> What is being asked:
Below is a set of records; print all of them exactly as written.

> Available data:
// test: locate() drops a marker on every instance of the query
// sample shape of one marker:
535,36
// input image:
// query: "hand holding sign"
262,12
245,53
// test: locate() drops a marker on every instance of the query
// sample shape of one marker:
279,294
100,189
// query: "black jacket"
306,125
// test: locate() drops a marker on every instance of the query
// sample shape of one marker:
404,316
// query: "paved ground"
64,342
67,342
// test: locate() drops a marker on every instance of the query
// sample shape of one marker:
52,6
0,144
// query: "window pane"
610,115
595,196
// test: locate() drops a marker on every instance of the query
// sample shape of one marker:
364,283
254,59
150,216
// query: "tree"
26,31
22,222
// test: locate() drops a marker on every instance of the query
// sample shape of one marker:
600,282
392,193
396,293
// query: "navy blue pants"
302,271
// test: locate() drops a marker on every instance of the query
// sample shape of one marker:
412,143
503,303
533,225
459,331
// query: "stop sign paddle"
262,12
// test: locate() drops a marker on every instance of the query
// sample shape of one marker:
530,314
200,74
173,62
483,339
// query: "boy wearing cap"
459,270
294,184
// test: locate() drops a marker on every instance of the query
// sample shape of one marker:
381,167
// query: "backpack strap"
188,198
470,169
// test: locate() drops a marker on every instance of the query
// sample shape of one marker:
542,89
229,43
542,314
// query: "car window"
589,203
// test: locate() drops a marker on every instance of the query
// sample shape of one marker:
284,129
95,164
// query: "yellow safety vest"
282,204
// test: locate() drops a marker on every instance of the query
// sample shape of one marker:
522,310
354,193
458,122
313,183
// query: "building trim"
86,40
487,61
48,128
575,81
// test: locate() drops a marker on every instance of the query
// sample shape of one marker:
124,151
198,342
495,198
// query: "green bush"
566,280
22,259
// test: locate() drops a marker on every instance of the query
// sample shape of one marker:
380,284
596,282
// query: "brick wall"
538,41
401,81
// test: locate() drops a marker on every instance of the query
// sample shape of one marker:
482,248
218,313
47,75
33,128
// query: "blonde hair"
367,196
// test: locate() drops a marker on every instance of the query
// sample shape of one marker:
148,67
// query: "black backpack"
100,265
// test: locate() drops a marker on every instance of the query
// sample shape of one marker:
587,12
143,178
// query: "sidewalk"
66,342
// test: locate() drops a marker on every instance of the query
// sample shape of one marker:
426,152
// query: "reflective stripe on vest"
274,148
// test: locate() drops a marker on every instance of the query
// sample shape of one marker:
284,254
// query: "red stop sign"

> Response below:
// test: locate() drops a marker on every instance of the query
// sample shape of one marker:
535,36
// input image:
// query: "hand holding sign"
262,12
245,53
// test: locate() drops a marker on every instance of the query
// sample shape of one marker:
279,294
100,189
// query: "black jacket"
306,125
// test: locate() drops a marker on every instance of the query
// sample shape of one marker:
404,316
// query: "paved ground"
64,342
67,342
// test: locate() drops a marker on every instance of the query
// sample shape of one marker:
52,6
0,144
// query: "window pane"
610,115
595,196
// test: locate() drops a marker on every instance of the query
// sample shape of one marker:
364,283
254,59
150,216
// query: "tree"
26,31
22,222
// test: locate() drops a marker on every instance of the query
// sample shape of one marker:
600,282
392,193
396,293
// query: "navy blue pants"
302,271
// test: locate() drops a marker on every instance of the query
// sample shape of one marker:
412,143
503,303
533,225
459,331
// query: "stop sign paddle"
262,12
// test: locate() drops a marker on every instance of the query
// sample shape of one marker:
530,314
200,74
173,62
483,339
// query: "boy wearing cap"
459,270
294,184
// test: locate() drops a marker on every instance of the query
// sample shape of one marker:
381,167
// query: "backpack strap"
188,198
470,169
// test: locate() drops a marker on every instance of the query
// sample shape of one marker:
542,89
229,43
542,314
// query: "car window"
589,203
// test: locate() drops a marker on every instance of the query
// sample shape of one marker:
284,129
95,164
// query: "yellow safety vest"
282,204
// test: locate() drops a marker on every instance of the query
// sample shape of one marker:
522,310
354,193
458,122
313,183
// query: "building trim"
86,40
487,61
48,128
575,81
// test: locate() drops a marker on every instance of the query
// sample shape of one marker:
124,151
198,342
495,198
// query: "green bush"
566,280
22,259
// test: locate() drops a marker on every instance of the query
// sample shape of one marker:
380,284
596,282
// query: "brick wall"
538,41
401,81
// test: locate() drops a marker on every instance of the query
// sample shape of one marker:
482,248
218,313
47,75
33,128
// query: "blonde hair"
367,196
// test: locate() drops a marker on every instance of the query
// sample shape of one marker:
148,67
// query: "black backpack"
100,265
// test: locate() drops a marker on every instance of the query
// sample shape of one marker:
587,12
143,178
// query: "sidewalk"
66,342
// test: locate() drops a marker on every instance of the query
// sample shape of one marker:
426,152
// query: "reflective stripe on vest"
274,148
// test: locate() drops a marker on every instance of the query
// sample shape of one marker:
284,254
// query: "red stop sign"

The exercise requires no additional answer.